* **What you should do**
Pictures do not belong in your copy. Repeat all the other data exactly.

* **Exercise data**
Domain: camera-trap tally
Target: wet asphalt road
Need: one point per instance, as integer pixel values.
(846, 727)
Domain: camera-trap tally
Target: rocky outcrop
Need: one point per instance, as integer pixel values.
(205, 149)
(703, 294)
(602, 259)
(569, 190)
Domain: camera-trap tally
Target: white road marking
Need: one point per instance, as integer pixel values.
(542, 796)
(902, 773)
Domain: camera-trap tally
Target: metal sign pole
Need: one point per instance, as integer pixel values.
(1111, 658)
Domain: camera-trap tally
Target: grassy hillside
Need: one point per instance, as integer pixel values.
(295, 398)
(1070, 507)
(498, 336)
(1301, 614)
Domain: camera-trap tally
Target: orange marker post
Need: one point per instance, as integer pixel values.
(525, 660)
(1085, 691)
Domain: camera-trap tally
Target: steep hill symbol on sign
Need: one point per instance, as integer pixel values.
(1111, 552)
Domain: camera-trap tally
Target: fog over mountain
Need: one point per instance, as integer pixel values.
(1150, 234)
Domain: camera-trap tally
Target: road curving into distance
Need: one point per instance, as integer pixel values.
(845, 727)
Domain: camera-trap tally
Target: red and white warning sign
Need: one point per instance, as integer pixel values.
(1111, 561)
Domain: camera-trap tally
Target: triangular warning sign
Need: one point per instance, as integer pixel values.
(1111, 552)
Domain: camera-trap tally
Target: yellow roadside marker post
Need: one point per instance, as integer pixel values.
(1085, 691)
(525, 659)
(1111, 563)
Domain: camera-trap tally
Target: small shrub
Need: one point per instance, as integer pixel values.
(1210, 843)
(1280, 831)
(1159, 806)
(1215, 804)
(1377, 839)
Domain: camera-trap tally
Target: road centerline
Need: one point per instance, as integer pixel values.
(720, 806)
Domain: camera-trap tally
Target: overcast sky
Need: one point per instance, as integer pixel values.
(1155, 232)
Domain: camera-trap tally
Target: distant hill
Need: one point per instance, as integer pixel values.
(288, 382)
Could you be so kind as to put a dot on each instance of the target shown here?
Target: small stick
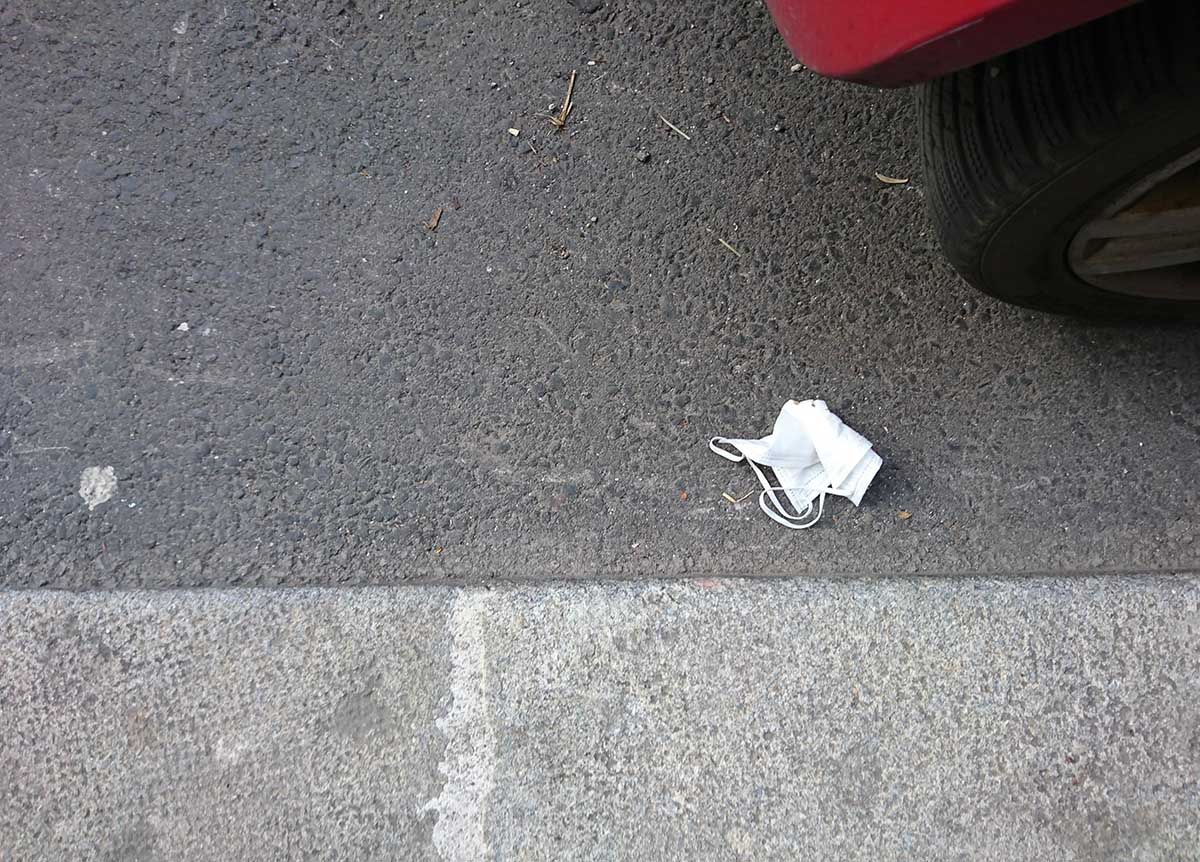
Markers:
(676, 129)
(565, 111)
(729, 246)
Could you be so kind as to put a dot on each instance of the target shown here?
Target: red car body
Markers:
(898, 42)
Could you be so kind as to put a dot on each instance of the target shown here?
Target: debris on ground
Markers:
(729, 246)
(813, 455)
(559, 121)
(675, 129)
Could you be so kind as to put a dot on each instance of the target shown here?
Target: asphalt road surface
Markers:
(225, 318)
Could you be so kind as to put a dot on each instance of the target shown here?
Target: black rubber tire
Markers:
(1021, 151)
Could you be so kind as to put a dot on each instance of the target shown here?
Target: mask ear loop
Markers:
(768, 489)
(781, 516)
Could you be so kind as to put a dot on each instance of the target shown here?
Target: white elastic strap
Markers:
(790, 521)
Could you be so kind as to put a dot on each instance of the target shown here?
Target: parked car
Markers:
(1061, 138)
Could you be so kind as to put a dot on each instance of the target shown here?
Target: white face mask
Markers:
(813, 454)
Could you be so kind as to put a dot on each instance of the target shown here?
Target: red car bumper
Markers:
(897, 42)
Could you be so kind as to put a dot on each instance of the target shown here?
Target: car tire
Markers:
(1047, 167)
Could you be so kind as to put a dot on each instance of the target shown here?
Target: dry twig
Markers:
(565, 111)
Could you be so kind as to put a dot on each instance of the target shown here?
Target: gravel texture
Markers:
(217, 280)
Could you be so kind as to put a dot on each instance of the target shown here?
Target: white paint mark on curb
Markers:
(97, 485)
(469, 761)
(179, 29)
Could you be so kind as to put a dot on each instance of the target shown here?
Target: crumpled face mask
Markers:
(813, 454)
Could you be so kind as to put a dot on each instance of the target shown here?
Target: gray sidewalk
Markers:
(819, 719)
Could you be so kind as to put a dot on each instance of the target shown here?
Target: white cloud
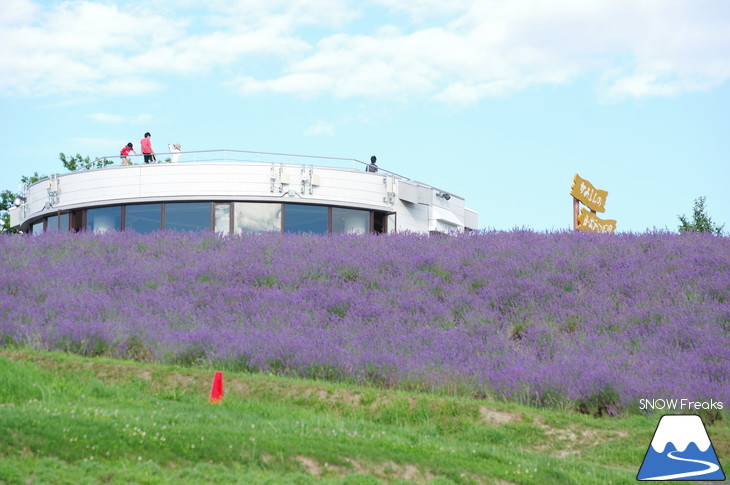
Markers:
(17, 11)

* **Answer to the problem**
Domain: camera-trap tally
Target: wet asphalt road
Need: one point per instance, as integer pixel values.
(846, 727)
Domain: camera-trap tally
Target: rocky outcrop
Need: one point per instance, as integer pixel values.
(205, 149)
(703, 294)
(602, 259)
(569, 190)
Domain: camera-trap tally
Target: white road marking
Need: one point per instance, as integer pixel values.
(542, 796)
(902, 773)
Domain: camera-trap tally
Target: metal sign pole
Need: one point per instance, as integer pixel values.
(1111, 658)
Domain: camera-trap tally
Target: grassy hillside
Need: one point per instance, as integer pixel values.
(295, 398)
(1070, 507)
(498, 336)
(1301, 614)
Domain: camera-trap tally
Target: orange marker post
Need: one point per instance, as integer pixel values.
(525, 660)
(1085, 691)
Domain: camera-trap tally
Target: steep hill symbol on sign
Need: one point per instance, as integer pixel values.
(1111, 552)
Domain: camera-trap tally
Target: fog over mountain
Need: one point per instance, as integer pixel values.
(1150, 234)
Domain: camera-trap tally
Target: road curving into distance
Need: one point per instance, as integer pixel values.
(845, 727)
Domain: camera-trap tally
Target: red and white warning sign
Need: one point per instance, as integer pixel values.
(1111, 561)
Domain: camera-trap tally
Target: triangular warning sign
Need: one point per instance, as integer pixel values.
(1111, 552)
Domain: camera-trap tally
Target: yellow roadside marker post
Need: one point per instance, as integer pixel values.
(1085, 691)
(525, 659)
(1111, 563)
Domain: camera-trap tally
Target: small shrub
Need: one point per instance, as integer pixel values.
(1210, 843)
(1280, 831)
(1159, 806)
(1215, 804)
(1377, 839)
Domain: camera-trap tally
Target: road centerline
Need: one point per instance, as integer pixel values.
(720, 806)
Domain: camera-trap tally
Target: overcast sky
Need: one point per instance, as integer pixel values.
(1155, 232)
Domain: camera-trap tally
Target: distant hill
Need: one point per instance, as integer pixel values.
(288, 382)
Could you be so kind as to put a dot on each instance of the target shown here?
Target: small stick
Markers:
(676, 129)
(565, 111)
(729, 246)
Could you be so kind as to put a dot on each instance of the target shown here?
Target: red car body
Markers:
(898, 42)
Could you be so kind as to put a dot on each instance of the target shown here?
Target: debris on ground
Markers:
(729, 246)
(813, 455)
(559, 121)
(675, 129)
Could you be so kind as to put a dot on each instance of the target shown here?
Target: asphalt road surface
Markers:
(225, 318)
Could you be so kind as to put a dot on each instance of the target shown here?
Target: black rubber tire
Markers:
(1021, 151)
Could you be so kind as to put a dot on each instance of the target shown here?
Target: mask ear loop
Markers:
(768, 489)
(781, 516)
Could you be so kind as to put a dot on each instance of the target shown here?
Target: white elastic strap
Markers:
(790, 521)
Could you be so kind as to put a dot on each instance of the target shown here?
Target: parked car
Markers:
(1061, 138)
Could you be so kind as to put a dot on each instance of the target shown here?
Target: white face mask
Markers:
(813, 454)
Could you be so kind as to put a dot on each instance of the target shown here?
Target: red car bumper
Markers:
(897, 42)
Could you be so kind as to put a dot on each instance of the target shown here?
Target: car tire
Markers:
(1047, 167)
Could you be so kind as to put a dot on each instance of the target shown here?
Target: dry twig
Markers:
(565, 111)
Could you be so kind as to put a dot on each instance of the target shown here?
Target: gravel texture
Markers:
(217, 280)
Could you be so kind as to put a dot on each instance of the target shown here?
Target: white paint mark on curb
Markers:
(97, 485)
(469, 761)
(179, 29)
Could you be so kind as to put a dot on each instance of the target shown here?
Target: crumpled face mask
Markers:
(813, 454)
Could you be so kind as to put a dot on each instance of the target shown here?
Target: gray sidewalk
Markers:
(819, 719)
Could you be so kind as to put a dot on each instance of the target shown here?
Target: white cloud
Markers:
(17, 11)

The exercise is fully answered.